=== Prompt 1 ===
Answer these questions about the blog post on starting a book:
(a) What temperature does the writer give for Sunday afternoon?
(b) On which day did the writer begin writing with a book in mind?
(c) What did the writer do instead after a few pages that day?

The power of intention?

Sunday afternoon. And what have I got to say… it’s a sunny day… 13 degrees. This morning I was out in the back garden without a coat, in the ‘blistering’ sun. Gorgeous! I’m home alone, which is when most things happen. I’ve got the radio on (it’s the Golden Hour!), but I’m not really tuned-in and the telly is off (which will always be the way, if it’s up to me). I’m connected to the net, but not actually browsing.

The biggest and most exciting thing that’s happened over the past few days… Friday; I finally started writing, with the intention of the words coming together in book form. There’s a big difference between simply writing for myself in my journal, or writing for my blog or writing FOR A BOOK. It’s no surprise that I write everyday, but it’s not everyday that the writing I do is to hopefully be printed someday. No matter how much I need to be doing this, I wasn’t too happy though about what was appearing on the screen! Weeks ago, the moment in my life from where I wanted to start writing, came to me. So Friday I started typing. But something WASN’T happening. I wasn’t excited. I was forcing it a little and after a few pages, I gave in to the temptation of the internet and did some ‘purposeful’ emails instead…

Yesterday morning, I wasn’t too sure what to do with the piece of writing I’d done the day before. Should I review it? Or should I not look at it again, take a few more days to ponder what the concept of the book will be and start a fresh next week? Or should I just continue and stick to it? Of course I decided to stick to it! It would have been too easy to say ‘it’s not working’, after only the first few pages… It’s the lazy route and I’d be looking for excuses so as not to follow the story through. By putting things off though, they never get done. It’s a very simple fact. And who is to say that next week I won’t have the same doubts? And I’d have lost precious days in between just for thinking that procrastination is the answer to overcome the doubts I was having about the story. All of this, simply because I wasn’t feeling much of a flow on Friday!

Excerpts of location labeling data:

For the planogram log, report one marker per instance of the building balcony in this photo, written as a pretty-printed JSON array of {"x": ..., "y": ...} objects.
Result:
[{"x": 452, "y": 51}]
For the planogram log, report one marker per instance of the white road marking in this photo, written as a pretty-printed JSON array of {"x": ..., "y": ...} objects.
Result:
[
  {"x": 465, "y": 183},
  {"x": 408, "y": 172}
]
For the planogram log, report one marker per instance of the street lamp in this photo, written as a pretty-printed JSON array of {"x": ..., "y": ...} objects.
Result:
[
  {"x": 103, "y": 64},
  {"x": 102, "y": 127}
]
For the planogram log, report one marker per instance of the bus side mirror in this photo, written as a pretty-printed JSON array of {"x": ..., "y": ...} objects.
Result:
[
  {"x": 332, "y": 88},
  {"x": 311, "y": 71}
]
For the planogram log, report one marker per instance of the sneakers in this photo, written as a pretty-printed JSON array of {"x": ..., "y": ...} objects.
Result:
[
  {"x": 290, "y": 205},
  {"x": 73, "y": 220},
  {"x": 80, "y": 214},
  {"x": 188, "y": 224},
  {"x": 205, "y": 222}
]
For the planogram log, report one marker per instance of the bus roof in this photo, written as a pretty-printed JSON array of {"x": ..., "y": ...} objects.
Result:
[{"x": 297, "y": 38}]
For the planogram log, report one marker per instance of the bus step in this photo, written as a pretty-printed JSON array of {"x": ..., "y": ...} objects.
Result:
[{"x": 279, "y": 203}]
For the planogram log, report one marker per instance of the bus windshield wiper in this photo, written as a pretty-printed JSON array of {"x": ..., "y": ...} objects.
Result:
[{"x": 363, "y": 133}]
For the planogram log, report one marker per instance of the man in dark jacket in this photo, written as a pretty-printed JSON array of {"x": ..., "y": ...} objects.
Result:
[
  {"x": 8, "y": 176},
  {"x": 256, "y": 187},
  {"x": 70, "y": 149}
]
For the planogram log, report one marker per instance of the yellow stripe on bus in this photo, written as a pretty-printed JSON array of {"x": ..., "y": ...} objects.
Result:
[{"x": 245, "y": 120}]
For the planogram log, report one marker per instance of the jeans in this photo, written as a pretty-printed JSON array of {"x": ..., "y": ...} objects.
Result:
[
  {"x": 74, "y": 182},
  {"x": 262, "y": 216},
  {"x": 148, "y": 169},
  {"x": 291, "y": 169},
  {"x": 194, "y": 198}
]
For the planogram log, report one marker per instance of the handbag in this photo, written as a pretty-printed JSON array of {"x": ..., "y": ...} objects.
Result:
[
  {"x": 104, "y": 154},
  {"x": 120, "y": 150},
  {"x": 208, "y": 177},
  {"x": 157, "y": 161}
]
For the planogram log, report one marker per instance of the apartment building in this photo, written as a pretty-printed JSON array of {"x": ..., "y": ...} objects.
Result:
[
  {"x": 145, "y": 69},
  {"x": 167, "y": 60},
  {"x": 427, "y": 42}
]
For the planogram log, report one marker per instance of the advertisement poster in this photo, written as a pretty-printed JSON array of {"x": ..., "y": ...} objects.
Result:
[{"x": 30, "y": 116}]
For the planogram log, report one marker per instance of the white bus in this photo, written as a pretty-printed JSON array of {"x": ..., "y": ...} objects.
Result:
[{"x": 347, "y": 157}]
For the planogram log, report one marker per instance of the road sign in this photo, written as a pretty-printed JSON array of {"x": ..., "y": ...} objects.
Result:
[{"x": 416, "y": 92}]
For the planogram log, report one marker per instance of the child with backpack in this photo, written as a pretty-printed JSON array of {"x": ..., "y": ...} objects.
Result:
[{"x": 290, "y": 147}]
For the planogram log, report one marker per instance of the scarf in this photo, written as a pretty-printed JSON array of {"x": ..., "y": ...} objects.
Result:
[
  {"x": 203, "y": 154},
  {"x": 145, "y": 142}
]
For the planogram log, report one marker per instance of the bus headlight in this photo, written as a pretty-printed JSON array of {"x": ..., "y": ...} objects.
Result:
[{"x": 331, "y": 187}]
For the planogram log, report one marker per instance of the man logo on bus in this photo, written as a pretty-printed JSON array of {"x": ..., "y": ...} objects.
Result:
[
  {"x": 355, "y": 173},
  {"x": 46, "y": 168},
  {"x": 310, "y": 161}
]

=== Prompt 2 ===
Count the lines in the listing that contain the string "road". Reply with the number only.

=== Written reply 1 ===
(a) 13 degrees
(b) Friday
(c) Gave in to the temptation of the internet and did some "purposeful" emails

=== Written reply 2 ===
2